Text passage ::
- Opening Delimiter -
Are you Crashing Responsibly?
Software crashes are inevitable. We software creators try and try to anticipate problems but we just can’t predict everything that could happen—nor should we.
Should I spend time worrying about how to handle bad input? Definitely.
Network failure? Absolutely.
Power outage? Probably.
Disk error? Maybe.
Ancient browsers? Maybe.
CPU error? CPU what?
User-modified executable? Oh hell no.
Virus infestation? Game over.
The fact is, with finite time and resources we do the best we can to provide a good user experience to as many users as we can. The idea of crashing responsibly, though, is to toss in some grace when the unexpected occurs. Check out that post for a lot of really great tips. I’ll just repeat a couple ideas briefly here.
First, blame yourself, not the user. It’s usually not their fault something went wrong. I love the stackoverflow error message (only once encountered):
Obviously Lolcats won’t work in some professional environments but the message certainly would: This is our fault and we’re on it. Here’s a less adorable mockup I made recently for a corporate project (thanks to Balsamiq mockups, a sweet mockup maker):
It’s clear and simple and better than what this program does today (hint: nothing!). It could still be improved, though. For example, I still think it’s a little busy. I could that by moving the “Your info” box after the “Please follow up with me” checkbox so that it’s only displayed/completed if the user actually wants a follow up. I could also make it more clear that they don’t have to submit this at all—we capture the automatic stuff before this page is even displayed.
Secondly (perhaps obvious): make sure your error handler actually handles all your errors! It’s no good otherwise. The best way to get on this path is to make sure existing bugs are handled well before you fix them. After you fix the bug, you can’t tell if the error handler is working (and it will be needed again).
- Closing Delimiter -
Data excerpts ::
- Opening Delimiter -
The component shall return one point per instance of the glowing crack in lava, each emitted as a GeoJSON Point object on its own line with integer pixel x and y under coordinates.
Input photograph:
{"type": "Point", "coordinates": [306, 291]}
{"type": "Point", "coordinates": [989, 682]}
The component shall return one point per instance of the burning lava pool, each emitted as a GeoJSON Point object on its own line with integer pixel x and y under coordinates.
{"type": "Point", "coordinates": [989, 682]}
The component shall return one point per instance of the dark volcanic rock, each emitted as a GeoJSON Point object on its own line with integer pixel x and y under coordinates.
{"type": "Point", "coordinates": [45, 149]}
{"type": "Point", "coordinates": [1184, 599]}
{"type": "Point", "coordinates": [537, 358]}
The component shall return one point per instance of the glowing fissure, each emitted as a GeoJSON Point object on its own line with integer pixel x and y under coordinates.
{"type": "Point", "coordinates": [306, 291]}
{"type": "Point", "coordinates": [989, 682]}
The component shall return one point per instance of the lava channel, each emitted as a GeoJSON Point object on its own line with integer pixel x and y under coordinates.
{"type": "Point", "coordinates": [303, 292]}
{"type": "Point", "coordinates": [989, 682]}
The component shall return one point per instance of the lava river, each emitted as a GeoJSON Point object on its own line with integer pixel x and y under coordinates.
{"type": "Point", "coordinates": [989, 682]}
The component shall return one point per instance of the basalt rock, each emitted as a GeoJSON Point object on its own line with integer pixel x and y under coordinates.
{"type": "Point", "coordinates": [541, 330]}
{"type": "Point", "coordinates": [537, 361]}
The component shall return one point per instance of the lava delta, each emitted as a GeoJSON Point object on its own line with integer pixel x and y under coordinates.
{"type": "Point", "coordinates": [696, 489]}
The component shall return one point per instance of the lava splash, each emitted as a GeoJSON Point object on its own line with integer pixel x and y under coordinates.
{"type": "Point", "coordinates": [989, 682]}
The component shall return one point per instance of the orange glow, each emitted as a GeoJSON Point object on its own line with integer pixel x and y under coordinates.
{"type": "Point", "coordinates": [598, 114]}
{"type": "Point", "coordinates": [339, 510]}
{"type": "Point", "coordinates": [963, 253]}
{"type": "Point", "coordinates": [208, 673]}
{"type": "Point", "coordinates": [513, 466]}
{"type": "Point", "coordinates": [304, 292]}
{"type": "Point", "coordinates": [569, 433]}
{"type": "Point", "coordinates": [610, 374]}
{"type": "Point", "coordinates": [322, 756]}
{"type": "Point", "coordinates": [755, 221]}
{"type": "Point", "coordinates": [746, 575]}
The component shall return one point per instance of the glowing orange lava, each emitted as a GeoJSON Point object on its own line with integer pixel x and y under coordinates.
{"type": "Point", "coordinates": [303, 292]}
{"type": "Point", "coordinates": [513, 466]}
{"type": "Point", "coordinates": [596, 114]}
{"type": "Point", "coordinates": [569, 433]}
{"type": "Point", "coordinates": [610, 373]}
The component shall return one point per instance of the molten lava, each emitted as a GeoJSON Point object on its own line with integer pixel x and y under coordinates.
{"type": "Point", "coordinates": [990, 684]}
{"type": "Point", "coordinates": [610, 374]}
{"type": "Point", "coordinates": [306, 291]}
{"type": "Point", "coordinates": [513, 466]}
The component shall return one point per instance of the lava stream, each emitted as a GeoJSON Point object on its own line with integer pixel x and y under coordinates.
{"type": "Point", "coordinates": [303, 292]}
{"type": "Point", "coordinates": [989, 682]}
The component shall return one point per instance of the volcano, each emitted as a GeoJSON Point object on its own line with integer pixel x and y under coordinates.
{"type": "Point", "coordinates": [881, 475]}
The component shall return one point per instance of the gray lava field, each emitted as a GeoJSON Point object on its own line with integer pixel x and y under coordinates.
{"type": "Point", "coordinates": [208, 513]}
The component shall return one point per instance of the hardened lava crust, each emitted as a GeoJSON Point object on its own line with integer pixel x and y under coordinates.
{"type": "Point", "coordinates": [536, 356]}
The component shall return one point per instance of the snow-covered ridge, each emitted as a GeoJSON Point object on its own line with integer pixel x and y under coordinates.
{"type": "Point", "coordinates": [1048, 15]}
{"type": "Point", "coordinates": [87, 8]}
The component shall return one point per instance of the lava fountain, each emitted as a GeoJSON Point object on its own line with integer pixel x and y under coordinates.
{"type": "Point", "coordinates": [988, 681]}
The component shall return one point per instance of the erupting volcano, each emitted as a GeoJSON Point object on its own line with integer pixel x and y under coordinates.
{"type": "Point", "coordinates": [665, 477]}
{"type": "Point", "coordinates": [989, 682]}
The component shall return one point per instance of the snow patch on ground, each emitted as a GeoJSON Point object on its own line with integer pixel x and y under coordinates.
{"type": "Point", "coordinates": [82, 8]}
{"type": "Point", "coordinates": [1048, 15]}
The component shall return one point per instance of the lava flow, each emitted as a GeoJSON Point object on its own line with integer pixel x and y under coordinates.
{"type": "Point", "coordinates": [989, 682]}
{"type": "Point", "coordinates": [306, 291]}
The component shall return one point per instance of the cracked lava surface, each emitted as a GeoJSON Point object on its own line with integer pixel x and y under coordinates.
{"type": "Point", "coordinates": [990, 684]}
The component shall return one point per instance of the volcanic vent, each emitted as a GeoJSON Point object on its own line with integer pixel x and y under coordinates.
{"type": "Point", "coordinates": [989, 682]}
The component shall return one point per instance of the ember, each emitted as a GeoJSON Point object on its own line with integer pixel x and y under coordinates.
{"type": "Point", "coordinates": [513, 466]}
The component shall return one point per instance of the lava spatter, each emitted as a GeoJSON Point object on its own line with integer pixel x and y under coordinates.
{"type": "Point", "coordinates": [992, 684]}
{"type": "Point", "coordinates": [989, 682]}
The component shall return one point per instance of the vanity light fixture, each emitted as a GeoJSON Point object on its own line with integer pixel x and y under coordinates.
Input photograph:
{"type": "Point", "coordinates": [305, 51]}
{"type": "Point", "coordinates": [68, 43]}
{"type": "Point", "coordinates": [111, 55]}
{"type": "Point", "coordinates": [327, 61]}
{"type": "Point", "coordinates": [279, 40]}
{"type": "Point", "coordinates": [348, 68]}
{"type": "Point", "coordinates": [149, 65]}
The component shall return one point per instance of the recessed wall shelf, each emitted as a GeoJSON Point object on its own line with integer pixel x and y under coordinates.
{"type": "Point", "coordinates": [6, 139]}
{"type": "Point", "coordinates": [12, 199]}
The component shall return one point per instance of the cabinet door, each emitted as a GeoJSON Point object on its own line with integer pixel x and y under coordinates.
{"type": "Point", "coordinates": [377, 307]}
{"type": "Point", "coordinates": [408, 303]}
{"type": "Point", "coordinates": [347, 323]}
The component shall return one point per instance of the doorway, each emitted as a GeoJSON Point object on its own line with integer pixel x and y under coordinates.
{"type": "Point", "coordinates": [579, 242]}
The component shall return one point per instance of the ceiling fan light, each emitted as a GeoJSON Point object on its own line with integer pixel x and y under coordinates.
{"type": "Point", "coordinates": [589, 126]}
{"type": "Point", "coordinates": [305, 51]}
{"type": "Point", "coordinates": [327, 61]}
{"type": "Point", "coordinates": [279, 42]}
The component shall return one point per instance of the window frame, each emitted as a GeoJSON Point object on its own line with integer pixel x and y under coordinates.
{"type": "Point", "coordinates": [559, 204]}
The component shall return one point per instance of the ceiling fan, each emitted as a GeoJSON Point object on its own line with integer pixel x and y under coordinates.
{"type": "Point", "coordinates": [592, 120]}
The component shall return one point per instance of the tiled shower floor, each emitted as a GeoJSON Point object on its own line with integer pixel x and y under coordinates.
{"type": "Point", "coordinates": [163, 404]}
- Closing Delimiter -
Tasks to carry out ::
1: In the post on crashing responsibly, what tool was used to make the mockup for the corporate project?
2: Echo the crashing-responsibly post word for word, everything from "Are you Crashing" down to "Network failure? Absolutely.".

Activity answers ::
1: Balsamiq mockups.

2:
Are you Crashing Responsibly?
Software crashes are inevitable. We software creators try and try to anticipate problems but we just can’t predict everything that could happen—nor should we.
Should I spend time worrying about how to handle bad input? Definitely.
Network failure? Absolutely.